▸ **Brief**: Copy out exactly the lines from the line containing "of the rock" to the end of the listing.

Location identification entries
........
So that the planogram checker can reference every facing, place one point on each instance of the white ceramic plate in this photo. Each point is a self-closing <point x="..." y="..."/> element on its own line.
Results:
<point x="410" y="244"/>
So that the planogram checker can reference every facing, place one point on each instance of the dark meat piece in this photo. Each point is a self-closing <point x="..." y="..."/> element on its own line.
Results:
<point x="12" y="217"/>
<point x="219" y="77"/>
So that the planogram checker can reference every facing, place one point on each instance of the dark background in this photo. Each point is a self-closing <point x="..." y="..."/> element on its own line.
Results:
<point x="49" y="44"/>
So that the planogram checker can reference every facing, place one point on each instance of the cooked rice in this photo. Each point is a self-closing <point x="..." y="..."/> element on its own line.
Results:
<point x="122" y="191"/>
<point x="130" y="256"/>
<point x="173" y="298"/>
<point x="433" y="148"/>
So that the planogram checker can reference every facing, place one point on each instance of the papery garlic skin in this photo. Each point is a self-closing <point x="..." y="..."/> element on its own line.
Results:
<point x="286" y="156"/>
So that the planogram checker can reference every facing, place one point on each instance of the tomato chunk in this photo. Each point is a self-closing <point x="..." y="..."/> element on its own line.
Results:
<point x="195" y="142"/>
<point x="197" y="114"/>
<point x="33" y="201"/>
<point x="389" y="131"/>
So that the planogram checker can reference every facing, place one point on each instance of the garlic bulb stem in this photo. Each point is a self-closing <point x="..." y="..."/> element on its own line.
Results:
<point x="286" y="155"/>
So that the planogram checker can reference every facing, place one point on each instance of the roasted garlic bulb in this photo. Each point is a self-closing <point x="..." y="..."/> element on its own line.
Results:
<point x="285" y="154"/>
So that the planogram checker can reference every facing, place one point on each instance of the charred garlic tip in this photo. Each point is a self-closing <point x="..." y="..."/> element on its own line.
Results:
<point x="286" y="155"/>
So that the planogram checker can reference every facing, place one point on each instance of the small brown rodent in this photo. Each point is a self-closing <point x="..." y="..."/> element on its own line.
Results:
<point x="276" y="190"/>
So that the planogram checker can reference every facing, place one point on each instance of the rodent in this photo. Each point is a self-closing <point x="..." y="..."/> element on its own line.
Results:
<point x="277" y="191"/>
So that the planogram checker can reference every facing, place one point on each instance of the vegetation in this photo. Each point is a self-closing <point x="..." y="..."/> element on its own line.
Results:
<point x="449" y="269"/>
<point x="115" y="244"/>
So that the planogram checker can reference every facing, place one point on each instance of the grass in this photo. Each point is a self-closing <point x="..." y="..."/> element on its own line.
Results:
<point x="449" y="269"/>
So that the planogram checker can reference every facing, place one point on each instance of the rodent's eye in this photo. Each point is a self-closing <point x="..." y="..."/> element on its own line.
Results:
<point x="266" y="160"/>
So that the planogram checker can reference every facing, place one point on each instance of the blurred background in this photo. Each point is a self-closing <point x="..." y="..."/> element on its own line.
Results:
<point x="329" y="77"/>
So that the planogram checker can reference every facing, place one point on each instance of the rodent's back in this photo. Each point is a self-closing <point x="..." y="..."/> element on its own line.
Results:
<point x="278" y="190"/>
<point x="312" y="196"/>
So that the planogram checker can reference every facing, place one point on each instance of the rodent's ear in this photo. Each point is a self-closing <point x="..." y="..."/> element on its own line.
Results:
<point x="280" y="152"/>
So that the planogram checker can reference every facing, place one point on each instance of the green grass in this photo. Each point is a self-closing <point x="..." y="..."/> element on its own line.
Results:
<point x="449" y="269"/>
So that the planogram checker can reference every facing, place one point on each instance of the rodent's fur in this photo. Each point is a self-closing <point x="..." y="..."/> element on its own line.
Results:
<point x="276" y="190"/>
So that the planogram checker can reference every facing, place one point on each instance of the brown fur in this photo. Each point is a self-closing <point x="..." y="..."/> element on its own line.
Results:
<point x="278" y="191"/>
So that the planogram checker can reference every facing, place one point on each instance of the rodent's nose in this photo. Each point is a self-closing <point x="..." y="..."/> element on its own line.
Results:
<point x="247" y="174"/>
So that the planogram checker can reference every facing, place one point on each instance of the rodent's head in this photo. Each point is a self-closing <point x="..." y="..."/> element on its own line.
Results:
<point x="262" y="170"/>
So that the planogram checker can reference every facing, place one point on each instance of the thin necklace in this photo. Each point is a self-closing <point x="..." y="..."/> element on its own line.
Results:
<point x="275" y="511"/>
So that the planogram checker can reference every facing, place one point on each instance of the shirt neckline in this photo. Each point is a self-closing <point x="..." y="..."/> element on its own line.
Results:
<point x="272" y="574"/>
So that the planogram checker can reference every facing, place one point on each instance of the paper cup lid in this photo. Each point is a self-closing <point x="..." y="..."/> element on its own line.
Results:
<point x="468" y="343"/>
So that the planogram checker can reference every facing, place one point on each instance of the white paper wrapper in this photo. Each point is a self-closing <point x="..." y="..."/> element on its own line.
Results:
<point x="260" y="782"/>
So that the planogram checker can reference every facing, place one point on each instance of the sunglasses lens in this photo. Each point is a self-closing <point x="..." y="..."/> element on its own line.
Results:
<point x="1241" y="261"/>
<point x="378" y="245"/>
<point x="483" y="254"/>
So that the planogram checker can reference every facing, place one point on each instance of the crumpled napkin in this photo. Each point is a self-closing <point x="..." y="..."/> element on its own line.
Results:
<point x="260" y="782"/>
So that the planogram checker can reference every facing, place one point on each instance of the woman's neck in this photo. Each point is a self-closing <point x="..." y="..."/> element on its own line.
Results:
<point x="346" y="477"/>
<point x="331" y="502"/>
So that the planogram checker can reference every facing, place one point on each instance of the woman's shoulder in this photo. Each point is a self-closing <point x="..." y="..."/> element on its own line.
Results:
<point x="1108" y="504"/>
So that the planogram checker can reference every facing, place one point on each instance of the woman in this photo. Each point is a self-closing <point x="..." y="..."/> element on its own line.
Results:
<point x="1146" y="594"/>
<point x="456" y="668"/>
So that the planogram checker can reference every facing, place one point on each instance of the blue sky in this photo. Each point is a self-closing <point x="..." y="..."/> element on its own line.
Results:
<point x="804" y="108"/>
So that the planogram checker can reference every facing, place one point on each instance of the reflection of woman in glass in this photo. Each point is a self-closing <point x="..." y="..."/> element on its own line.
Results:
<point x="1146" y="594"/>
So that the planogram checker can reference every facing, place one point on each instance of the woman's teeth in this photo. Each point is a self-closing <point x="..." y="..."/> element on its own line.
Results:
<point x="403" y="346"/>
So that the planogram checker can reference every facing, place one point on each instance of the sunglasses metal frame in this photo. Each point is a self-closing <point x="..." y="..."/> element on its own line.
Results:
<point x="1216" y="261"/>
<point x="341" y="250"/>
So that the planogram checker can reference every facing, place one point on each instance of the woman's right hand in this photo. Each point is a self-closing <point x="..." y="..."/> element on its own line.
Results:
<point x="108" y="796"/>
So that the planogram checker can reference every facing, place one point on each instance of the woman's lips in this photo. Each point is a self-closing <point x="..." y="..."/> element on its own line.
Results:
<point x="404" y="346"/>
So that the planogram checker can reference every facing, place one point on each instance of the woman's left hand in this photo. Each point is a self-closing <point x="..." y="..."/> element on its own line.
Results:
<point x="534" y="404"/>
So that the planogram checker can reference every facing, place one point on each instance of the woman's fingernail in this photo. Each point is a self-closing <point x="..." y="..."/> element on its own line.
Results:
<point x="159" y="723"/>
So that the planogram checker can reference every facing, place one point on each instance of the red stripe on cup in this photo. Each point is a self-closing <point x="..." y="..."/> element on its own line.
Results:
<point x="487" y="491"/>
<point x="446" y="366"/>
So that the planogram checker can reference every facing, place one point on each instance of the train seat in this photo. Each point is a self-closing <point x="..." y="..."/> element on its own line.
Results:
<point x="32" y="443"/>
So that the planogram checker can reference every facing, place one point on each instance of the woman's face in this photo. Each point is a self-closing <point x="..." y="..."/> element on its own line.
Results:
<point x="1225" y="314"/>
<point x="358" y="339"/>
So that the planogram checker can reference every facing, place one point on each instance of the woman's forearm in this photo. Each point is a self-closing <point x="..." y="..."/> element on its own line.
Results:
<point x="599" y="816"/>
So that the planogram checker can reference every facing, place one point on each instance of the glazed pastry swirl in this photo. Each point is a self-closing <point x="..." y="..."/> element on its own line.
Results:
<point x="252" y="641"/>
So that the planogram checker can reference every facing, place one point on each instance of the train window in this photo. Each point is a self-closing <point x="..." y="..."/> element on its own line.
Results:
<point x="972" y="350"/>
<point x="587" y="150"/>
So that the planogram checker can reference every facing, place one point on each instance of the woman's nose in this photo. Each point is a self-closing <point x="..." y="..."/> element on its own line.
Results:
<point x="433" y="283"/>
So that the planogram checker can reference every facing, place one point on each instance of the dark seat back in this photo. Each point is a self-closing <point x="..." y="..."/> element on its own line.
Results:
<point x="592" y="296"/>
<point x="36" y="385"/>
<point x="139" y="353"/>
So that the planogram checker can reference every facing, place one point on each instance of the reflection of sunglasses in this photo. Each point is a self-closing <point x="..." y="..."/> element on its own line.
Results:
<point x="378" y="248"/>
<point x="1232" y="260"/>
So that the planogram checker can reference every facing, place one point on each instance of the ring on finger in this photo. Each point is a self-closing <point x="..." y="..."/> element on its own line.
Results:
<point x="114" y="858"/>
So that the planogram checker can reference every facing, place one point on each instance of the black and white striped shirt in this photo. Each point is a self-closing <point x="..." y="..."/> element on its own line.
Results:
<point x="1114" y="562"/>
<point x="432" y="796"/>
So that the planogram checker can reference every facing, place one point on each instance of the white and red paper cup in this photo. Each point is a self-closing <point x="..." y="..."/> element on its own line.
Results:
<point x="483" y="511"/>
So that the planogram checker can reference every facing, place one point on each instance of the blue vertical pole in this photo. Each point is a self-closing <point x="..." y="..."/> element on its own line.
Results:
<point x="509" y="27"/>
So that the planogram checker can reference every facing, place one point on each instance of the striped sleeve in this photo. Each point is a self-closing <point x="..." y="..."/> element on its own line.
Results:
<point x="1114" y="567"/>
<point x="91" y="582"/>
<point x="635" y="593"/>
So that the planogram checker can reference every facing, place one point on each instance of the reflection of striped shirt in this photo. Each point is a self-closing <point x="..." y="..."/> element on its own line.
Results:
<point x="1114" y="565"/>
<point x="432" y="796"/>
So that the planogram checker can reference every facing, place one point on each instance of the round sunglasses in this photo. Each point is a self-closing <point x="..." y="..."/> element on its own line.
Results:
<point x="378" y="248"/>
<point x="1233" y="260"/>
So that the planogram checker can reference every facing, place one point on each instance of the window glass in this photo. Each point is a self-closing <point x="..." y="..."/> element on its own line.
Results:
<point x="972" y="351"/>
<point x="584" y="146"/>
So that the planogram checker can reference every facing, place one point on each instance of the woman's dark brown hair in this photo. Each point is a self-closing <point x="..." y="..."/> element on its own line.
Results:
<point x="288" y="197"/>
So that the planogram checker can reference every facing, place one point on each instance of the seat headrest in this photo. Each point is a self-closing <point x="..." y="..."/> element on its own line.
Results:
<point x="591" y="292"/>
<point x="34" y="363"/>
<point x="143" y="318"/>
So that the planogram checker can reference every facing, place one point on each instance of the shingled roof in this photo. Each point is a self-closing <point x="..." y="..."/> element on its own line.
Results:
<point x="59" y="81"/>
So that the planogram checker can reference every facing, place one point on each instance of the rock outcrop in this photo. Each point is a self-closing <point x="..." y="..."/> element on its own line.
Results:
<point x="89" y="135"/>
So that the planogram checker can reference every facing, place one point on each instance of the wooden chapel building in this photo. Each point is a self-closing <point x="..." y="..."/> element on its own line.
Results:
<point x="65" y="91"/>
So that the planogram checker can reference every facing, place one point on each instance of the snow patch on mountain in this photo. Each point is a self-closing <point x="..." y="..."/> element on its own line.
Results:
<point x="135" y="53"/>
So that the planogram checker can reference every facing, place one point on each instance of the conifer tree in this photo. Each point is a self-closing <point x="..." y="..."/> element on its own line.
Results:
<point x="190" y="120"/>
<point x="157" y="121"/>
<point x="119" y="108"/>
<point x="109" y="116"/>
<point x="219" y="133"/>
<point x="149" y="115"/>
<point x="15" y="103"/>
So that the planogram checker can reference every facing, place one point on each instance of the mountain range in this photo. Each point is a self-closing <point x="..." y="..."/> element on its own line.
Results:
........
▸ **Solution below**:
So that the planogram checker can reference every facing, place one point on each instance of the rock outcrop in this photo. Each point is a self-closing <point x="..." y="..."/> element on its own line.
Results:
<point x="89" y="135"/>
So that the planogram checker can reference every facing, place one point on each instance of the wooden chapel building in this photo. Each point is a self-closing <point x="..." y="..."/> element on its own line.
Results:
<point x="65" y="91"/>
So that the planogram checker can reference every facing, place one point on each instance of the snow patch on mountain in this photo. Each point is a self-closing <point x="..." y="..."/> element on its own line.
Results:
<point x="135" y="53"/>
So that the planogram checker can reference every facing, place one point on each instance of the conifer tree in this photo. Each point is a self-closing <point x="..." y="..."/> element on its own line.
Results:
<point x="190" y="120"/>
<point x="157" y="121"/>
<point x="119" y="108"/>
<point x="109" y="116"/>
<point x="219" y="133"/>
<point x="149" y="115"/>
<point x="15" y="103"/>
So that the planogram checker can reference every facing, place one point on each instance of the mountain range in this photo. Each point is a self-closing <point x="..." y="..."/> element on its own line.
Results:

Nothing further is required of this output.